*** Opening Exercise input ***

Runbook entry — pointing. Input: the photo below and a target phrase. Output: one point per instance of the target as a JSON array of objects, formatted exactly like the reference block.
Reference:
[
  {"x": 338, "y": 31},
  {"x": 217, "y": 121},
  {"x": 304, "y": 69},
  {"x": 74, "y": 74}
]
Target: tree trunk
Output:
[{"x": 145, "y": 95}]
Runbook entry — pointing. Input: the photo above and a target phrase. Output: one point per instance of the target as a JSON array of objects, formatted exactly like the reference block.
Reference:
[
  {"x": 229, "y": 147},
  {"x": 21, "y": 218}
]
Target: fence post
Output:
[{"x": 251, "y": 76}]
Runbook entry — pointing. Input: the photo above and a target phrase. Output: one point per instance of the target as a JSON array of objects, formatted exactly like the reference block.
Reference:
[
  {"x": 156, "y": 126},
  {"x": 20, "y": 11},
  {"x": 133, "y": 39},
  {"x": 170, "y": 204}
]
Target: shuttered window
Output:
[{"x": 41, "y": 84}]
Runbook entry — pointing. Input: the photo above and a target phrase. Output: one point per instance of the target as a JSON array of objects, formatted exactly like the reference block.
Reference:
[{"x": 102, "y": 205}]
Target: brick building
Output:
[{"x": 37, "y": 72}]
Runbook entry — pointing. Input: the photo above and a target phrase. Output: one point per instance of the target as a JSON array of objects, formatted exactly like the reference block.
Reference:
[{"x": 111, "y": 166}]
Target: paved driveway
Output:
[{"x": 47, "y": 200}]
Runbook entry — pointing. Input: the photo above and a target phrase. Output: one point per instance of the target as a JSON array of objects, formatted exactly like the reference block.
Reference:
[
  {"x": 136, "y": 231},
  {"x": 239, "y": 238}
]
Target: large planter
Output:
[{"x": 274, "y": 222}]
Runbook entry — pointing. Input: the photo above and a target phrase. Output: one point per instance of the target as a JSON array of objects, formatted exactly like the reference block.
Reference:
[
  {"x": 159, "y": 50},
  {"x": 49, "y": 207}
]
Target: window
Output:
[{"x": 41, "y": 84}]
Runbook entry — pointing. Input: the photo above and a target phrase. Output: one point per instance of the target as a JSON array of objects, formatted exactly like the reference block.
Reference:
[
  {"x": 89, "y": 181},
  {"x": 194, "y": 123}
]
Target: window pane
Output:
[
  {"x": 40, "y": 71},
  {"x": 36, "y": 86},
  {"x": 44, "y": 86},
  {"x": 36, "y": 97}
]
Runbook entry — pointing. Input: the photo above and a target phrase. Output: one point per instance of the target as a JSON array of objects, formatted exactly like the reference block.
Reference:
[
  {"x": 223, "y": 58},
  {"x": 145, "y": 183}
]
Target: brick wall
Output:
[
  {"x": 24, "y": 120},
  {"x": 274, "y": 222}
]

*** Closing Exercise input ***

- **Problem description**
All lines above containing the string "brick": copy each one.

- **Problem solution**
Target: brick building
Target: brick wall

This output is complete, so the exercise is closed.